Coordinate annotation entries
• • •
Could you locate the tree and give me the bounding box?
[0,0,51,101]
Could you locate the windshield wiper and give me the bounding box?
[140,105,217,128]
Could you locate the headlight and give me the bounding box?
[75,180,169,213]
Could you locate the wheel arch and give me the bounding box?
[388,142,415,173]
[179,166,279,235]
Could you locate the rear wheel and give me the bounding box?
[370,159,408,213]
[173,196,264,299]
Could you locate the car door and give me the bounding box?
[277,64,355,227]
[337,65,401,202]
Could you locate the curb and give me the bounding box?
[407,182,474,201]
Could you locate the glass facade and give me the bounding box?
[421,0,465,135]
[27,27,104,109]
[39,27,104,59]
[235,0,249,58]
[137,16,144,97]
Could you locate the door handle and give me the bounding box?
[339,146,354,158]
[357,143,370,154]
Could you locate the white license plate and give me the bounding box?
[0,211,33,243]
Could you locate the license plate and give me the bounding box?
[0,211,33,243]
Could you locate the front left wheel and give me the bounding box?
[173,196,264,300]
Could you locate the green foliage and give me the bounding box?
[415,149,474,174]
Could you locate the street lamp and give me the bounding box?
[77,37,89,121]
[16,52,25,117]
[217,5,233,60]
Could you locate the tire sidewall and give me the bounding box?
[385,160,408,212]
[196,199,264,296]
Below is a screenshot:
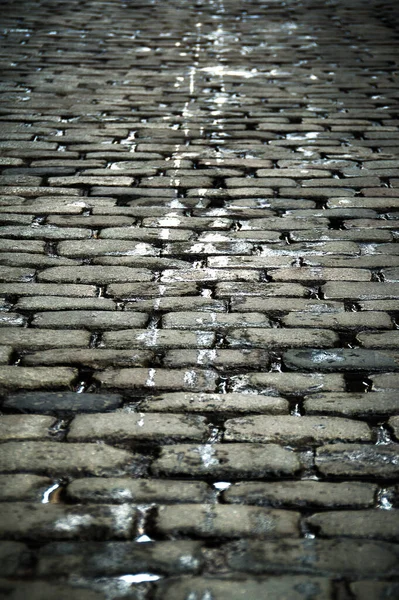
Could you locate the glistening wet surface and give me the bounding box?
[0,0,399,600]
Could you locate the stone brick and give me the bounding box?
[15,296,115,312]
[230,296,345,315]
[3,392,123,414]
[21,348,153,369]
[101,329,215,349]
[0,473,52,502]
[227,539,398,577]
[151,443,300,480]
[350,574,399,600]
[389,416,399,439]
[232,371,345,396]
[316,444,399,479]
[37,540,204,577]
[0,442,144,477]
[58,239,159,258]
[0,502,136,541]
[66,477,211,504]
[162,312,271,330]
[94,368,217,392]
[68,412,208,444]
[282,312,393,330]
[0,541,33,590]
[31,310,148,331]
[38,266,153,285]
[356,330,399,349]
[226,328,338,348]
[322,281,399,300]
[0,366,78,391]
[283,348,399,371]
[163,348,269,371]
[0,580,104,600]
[0,415,55,442]
[156,575,334,600]
[0,346,12,365]
[1,328,90,350]
[306,509,399,542]
[140,392,288,415]
[303,392,399,417]
[224,415,372,445]
[155,504,299,538]
[268,267,371,283]
[0,283,96,298]
[223,480,377,509]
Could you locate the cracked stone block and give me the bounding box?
[223,480,377,508]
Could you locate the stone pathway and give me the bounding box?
[0,0,399,600]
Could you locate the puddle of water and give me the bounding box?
[42,483,60,504]
[213,481,232,491]
[119,573,161,583]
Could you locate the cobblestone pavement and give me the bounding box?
[0,0,399,600]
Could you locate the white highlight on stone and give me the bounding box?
[42,483,60,504]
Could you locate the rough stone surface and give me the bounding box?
[0,0,399,600]
[223,480,377,508]
[156,575,332,600]
[152,444,300,480]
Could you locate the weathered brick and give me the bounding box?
[151,443,300,480]
[140,392,288,415]
[223,480,377,508]
[316,444,399,479]
[155,504,299,538]
[0,442,143,477]
[224,415,372,445]
[67,412,208,444]
[0,502,136,541]
[94,368,217,392]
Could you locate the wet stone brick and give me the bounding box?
[283,348,399,371]
[0,473,52,502]
[37,540,204,577]
[350,575,399,600]
[226,328,338,348]
[0,502,136,541]
[3,392,123,414]
[151,443,300,480]
[21,348,153,369]
[0,442,144,477]
[162,312,271,330]
[101,329,215,349]
[0,580,104,600]
[140,392,289,415]
[282,312,393,330]
[38,266,153,285]
[232,372,345,396]
[306,510,399,542]
[31,310,148,331]
[0,541,33,590]
[156,576,334,600]
[303,391,399,417]
[0,415,55,442]
[223,480,377,508]
[163,348,269,371]
[68,412,208,444]
[227,539,398,577]
[155,504,299,538]
[224,415,372,445]
[1,328,90,350]
[66,477,211,504]
[0,366,78,391]
[316,444,399,479]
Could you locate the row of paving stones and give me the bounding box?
[0,0,399,600]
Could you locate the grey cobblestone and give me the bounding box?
[0,0,399,600]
• • •
▶ _Task description_
State how many lines in the entries above contain the string "cobblestone", with matching case required. Reply with the number only.

▶ _Finished answer_
2